Point labeling rows:

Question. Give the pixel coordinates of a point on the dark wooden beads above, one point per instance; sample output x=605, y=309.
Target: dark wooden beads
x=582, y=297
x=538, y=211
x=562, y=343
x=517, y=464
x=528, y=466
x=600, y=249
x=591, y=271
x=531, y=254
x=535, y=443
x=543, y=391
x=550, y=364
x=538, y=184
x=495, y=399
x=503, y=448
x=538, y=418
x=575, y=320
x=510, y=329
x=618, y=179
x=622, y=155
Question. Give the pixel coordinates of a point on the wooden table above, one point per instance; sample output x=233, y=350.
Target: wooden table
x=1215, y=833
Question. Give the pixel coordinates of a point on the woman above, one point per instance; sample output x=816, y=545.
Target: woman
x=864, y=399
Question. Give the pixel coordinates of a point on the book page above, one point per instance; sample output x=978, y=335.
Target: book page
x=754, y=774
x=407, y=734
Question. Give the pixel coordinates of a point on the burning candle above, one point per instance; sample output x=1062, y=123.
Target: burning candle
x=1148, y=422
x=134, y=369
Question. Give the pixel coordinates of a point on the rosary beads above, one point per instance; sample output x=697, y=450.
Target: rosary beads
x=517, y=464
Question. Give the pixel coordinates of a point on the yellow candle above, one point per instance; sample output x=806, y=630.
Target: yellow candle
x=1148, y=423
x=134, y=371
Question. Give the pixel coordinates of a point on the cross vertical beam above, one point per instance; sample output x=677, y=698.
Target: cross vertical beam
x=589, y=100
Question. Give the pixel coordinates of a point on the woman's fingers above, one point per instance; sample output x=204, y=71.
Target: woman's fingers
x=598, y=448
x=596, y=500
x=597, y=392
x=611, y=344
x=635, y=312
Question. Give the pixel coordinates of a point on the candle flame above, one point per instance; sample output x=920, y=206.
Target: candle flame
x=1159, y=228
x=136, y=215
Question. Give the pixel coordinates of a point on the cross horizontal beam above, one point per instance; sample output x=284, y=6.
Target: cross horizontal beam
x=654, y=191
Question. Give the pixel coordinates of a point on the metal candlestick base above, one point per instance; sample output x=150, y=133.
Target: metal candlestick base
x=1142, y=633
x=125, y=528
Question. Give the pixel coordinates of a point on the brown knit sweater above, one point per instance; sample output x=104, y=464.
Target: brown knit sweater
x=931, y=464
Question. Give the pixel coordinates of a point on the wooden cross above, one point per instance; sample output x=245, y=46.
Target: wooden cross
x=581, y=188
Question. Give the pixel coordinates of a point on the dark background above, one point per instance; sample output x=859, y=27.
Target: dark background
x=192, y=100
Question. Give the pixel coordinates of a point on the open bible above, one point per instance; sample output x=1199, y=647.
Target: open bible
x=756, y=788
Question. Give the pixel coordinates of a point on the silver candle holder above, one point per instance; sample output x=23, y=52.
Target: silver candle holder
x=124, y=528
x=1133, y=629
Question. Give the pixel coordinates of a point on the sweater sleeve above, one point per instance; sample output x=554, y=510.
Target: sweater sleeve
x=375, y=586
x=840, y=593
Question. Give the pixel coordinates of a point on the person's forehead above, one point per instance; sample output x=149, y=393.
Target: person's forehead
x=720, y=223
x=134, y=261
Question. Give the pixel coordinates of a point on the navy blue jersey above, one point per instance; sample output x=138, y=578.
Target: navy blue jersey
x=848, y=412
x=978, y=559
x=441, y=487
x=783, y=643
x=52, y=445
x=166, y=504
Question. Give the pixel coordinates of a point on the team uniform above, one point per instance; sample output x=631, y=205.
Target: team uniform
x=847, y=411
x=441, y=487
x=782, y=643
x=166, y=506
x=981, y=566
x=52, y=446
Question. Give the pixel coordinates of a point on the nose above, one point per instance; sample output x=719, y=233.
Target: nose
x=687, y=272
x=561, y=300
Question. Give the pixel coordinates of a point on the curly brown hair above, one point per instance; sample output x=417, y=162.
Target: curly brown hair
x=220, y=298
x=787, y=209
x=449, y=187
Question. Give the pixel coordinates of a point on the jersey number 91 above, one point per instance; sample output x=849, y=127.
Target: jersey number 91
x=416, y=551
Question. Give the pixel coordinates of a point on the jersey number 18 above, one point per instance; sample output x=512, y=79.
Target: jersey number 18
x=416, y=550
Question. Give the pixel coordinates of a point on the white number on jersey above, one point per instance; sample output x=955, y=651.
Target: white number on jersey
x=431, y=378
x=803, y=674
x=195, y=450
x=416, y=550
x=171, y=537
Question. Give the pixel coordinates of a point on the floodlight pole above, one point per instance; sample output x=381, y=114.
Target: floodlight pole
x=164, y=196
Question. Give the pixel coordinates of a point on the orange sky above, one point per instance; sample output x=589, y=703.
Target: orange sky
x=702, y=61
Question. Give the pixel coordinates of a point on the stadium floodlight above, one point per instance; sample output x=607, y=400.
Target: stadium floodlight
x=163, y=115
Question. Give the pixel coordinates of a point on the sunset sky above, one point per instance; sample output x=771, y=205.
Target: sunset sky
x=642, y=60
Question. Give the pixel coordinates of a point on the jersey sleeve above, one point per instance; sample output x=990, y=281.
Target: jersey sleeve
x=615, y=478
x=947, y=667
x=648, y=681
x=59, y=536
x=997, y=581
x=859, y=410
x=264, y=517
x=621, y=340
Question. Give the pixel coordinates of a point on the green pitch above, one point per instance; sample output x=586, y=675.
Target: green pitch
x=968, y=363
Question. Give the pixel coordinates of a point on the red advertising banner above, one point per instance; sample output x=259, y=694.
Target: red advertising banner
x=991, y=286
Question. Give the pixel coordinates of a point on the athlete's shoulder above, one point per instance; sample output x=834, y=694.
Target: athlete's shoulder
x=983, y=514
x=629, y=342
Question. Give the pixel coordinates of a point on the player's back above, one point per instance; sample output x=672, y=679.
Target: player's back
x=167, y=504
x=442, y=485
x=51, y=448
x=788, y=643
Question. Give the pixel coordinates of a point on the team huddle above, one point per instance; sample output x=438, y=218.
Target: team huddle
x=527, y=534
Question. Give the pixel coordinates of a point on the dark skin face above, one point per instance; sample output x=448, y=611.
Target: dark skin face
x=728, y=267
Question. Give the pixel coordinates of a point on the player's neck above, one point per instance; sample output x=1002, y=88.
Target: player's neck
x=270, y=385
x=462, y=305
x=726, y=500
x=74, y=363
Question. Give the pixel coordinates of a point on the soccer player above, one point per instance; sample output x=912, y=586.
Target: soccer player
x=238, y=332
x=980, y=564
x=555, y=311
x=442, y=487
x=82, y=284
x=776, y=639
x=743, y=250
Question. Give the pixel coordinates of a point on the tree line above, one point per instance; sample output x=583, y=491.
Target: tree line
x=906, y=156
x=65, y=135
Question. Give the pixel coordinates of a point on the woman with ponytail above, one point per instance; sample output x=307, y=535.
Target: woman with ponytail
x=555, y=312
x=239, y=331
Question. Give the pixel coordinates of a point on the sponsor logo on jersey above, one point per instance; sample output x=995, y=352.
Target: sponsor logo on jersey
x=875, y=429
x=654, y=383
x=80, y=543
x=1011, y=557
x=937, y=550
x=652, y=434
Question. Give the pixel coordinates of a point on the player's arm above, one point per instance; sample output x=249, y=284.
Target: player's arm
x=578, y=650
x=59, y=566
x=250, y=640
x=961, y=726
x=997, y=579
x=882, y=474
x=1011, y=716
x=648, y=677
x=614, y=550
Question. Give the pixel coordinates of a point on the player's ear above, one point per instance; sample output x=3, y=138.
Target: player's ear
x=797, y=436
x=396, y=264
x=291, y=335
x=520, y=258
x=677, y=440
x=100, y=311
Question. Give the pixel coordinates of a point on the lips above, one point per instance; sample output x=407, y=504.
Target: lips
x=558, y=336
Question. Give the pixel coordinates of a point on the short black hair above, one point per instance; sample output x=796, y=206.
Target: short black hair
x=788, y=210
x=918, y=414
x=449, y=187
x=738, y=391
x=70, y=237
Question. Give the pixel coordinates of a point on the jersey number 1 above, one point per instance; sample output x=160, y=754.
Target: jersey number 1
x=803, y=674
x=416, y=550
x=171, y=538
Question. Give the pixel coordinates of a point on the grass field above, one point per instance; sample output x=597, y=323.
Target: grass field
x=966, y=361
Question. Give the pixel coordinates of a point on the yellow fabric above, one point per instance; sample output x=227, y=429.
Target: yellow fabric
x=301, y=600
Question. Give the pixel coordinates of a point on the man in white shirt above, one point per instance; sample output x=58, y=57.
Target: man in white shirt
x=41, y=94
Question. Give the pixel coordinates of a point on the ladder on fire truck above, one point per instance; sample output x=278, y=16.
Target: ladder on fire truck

# [Objective]
Could you turn the lines above into a Markdown table with the columns "No." and "Line"? Start with the line containing "Question. Give the pixel coordinates of a point on the red", go on through the line containing "x=788, y=643" (both included), and leave out any blank lines.

# [Solved problem]
| No. | Line |
|---|---|
| 1 | Question. Give the pixel coordinates of a point on the red advertising banner above, one point per instance; sample output x=259, y=694. |
| 2 | Target: red advertising banner |
| 3 | x=991, y=286 |
| 4 | Question. Give the pixel coordinates of a point on the athlete's shoulder above, one point per instance; sample output x=834, y=694. |
| 5 | Target: athlete's shoulder |
| 6 | x=983, y=514 |
| 7 | x=629, y=342 |
| 8 | Question. Give the pixel coordinates of a point on the player's back above, one point per instance; sample output x=672, y=679. |
| 9 | Target: player's back |
| 10 | x=167, y=504 |
| 11 | x=442, y=485 |
| 12 | x=51, y=448 |
| 13 | x=788, y=643 |